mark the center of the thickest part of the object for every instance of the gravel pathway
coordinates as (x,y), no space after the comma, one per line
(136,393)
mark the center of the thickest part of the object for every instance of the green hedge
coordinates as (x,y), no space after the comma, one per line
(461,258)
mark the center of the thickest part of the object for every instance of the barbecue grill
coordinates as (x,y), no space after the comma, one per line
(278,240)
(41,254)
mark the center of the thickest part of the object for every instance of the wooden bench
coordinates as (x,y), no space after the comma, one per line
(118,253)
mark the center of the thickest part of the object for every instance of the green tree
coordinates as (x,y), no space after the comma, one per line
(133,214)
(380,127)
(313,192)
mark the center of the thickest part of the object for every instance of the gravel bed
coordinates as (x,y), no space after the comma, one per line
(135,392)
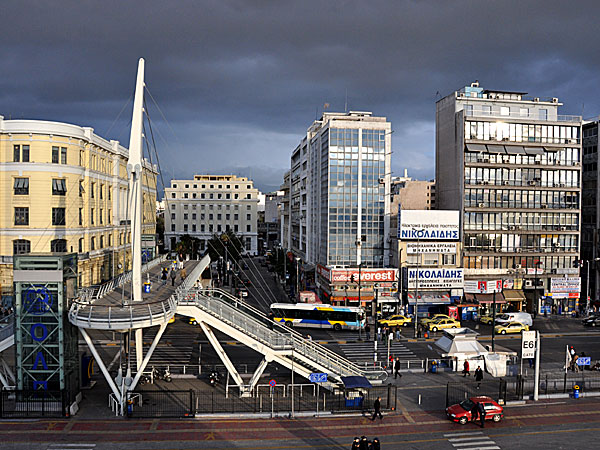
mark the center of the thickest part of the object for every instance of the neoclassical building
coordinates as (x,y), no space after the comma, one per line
(64,189)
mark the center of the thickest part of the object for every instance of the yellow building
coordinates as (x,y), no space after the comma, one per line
(64,189)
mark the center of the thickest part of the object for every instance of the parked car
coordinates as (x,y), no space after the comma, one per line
(435,317)
(511,327)
(521,317)
(592,321)
(397,320)
(443,324)
(461,412)
(486,319)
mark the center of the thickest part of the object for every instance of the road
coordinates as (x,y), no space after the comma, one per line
(566,424)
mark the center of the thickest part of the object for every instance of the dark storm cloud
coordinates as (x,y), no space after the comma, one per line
(240,81)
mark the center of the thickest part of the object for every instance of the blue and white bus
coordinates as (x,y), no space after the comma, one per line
(317,315)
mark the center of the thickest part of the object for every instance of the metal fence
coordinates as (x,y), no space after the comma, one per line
(33,404)
(160,403)
(555,383)
(456,392)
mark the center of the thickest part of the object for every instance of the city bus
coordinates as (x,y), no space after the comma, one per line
(319,316)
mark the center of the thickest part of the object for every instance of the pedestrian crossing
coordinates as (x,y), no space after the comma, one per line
(364,351)
(471,440)
(71,446)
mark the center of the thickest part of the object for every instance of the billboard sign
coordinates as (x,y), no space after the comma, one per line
(483,287)
(565,287)
(436,278)
(430,247)
(431,225)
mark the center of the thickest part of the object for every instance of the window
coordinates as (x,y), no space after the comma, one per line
(58,245)
(21,247)
(59,186)
(58,216)
(21,186)
(21,216)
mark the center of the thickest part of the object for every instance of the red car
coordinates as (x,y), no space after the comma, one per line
(461,412)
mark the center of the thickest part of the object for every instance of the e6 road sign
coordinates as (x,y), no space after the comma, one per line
(528,344)
(317,377)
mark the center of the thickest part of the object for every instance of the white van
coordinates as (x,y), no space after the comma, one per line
(524,318)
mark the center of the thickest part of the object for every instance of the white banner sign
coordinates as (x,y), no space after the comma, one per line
(430,247)
(429,225)
(436,278)
(528,344)
(483,287)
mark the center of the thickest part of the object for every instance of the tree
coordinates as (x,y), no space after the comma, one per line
(228,240)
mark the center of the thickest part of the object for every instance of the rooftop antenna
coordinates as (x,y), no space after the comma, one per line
(346,103)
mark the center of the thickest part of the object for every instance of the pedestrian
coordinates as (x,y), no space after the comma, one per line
(164,275)
(466,369)
(364,443)
(481,411)
(478,376)
(397,368)
(377,408)
(375,445)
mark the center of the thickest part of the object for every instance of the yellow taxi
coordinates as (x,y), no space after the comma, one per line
(434,318)
(443,324)
(511,327)
(397,320)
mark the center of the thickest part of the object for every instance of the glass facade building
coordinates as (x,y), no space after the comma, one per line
(339,192)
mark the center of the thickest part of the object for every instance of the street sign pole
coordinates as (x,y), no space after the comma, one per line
(536,386)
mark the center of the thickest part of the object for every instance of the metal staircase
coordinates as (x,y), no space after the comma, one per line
(249,326)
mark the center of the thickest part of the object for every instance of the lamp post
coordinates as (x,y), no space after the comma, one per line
(417,285)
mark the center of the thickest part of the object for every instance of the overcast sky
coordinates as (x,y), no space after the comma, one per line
(239,82)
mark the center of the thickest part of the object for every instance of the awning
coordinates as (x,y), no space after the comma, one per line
(489,298)
(496,149)
(356,381)
(430,298)
(514,295)
(534,150)
(515,149)
(476,148)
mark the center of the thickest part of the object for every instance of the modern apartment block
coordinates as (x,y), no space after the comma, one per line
(339,186)
(210,205)
(64,189)
(590,208)
(512,166)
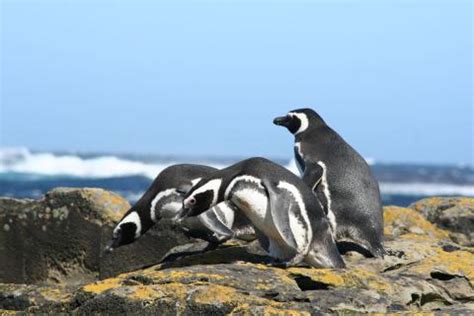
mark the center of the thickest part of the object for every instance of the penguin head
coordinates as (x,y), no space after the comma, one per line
(126,232)
(201,197)
(298,121)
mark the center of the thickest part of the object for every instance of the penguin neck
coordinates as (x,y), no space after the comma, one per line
(142,208)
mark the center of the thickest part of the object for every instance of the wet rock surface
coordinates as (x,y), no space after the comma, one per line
(453,214)
(425,270)
(60,238)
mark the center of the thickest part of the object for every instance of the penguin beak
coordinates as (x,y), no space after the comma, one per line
(282,120)
(111,245)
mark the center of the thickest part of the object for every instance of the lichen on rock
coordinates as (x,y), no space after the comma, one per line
(425,270)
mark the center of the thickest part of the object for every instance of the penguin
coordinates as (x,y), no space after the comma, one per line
(164,199)
(341,179)
(288,221)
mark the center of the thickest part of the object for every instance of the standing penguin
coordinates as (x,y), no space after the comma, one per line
(341,179)
(289,223)
(164,199)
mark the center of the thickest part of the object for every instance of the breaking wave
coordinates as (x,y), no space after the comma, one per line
(21,164)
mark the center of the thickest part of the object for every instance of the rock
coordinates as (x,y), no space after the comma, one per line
(453,214)
(423,271)
(60,238)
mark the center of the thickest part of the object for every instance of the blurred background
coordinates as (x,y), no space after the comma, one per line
(108,93)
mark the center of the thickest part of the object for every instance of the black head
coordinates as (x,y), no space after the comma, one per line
(298,121)
(126,232)
(201,198)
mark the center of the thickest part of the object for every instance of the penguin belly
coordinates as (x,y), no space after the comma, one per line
(254,203)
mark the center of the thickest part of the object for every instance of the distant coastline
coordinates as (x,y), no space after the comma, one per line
(25,173)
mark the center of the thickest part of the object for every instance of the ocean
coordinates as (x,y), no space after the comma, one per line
(30,174)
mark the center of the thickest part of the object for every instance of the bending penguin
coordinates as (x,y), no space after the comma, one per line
(289,223)
(164,199)
(341,179)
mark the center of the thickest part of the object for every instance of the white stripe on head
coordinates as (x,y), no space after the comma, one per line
(133,218)
(157,198)
(302,232)
(304,122)
(327,193)
(195,181)
(213,185)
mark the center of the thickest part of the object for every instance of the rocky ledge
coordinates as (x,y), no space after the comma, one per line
(429,266)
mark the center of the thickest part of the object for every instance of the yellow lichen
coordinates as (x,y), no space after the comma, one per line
(102,286)
(455,263)
(326,276)
(219,294)
(55,294)
(177,276)
(246,309)
(345,278)
(144,293)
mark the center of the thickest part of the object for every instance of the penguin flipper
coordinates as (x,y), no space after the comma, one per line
(280,208)
(211,220)
(262,239)
(312,175)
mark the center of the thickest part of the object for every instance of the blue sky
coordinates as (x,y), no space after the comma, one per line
(394,78)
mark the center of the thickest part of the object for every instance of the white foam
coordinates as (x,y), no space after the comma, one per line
(21,160)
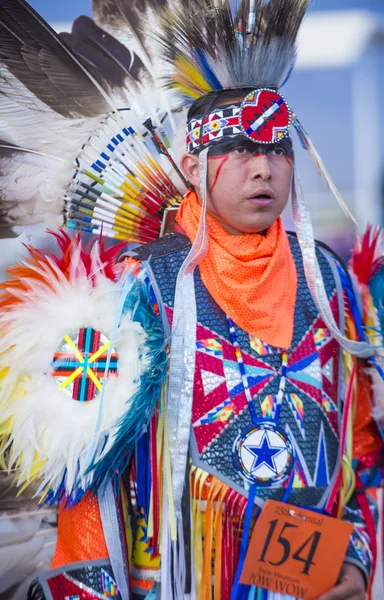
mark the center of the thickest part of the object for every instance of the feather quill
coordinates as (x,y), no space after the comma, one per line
(37,56)
(107,55)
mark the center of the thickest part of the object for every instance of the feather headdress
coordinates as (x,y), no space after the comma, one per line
(230,44)
(74,148)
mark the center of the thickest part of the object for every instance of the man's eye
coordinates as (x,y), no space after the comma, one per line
(277,151)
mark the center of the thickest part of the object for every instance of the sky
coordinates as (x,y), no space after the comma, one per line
(55,10)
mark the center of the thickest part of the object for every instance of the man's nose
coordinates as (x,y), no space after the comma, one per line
(260,168)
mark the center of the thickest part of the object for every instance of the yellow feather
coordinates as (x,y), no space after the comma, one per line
(189,80)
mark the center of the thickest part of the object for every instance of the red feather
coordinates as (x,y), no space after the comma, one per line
(365,259)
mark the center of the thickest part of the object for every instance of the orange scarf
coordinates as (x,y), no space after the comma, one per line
(252,277)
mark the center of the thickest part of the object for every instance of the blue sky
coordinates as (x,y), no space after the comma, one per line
(55,10)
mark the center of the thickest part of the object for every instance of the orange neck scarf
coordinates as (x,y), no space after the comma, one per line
(252,277)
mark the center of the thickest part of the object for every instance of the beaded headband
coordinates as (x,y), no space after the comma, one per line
(263,116)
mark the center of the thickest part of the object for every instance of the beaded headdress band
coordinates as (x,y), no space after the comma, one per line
(263,116)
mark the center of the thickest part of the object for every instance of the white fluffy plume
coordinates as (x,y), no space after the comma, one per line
(50,434)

**DESCRIPTION OF THE TASK**
Repeat, word for word, the lines above between the line holding "dark storm cloud" and the line holding "and white bus", inclusive; omit everything else.

**RESPONSE FOR THIS EXERCISE**
mark the center of the thickest part of the object for every instance of the dark storm cloud
coordinates as (x,y), no space after the comma, one per line
(240,81)
mark the center of the thickest part of the object for every instance of the blue and white bus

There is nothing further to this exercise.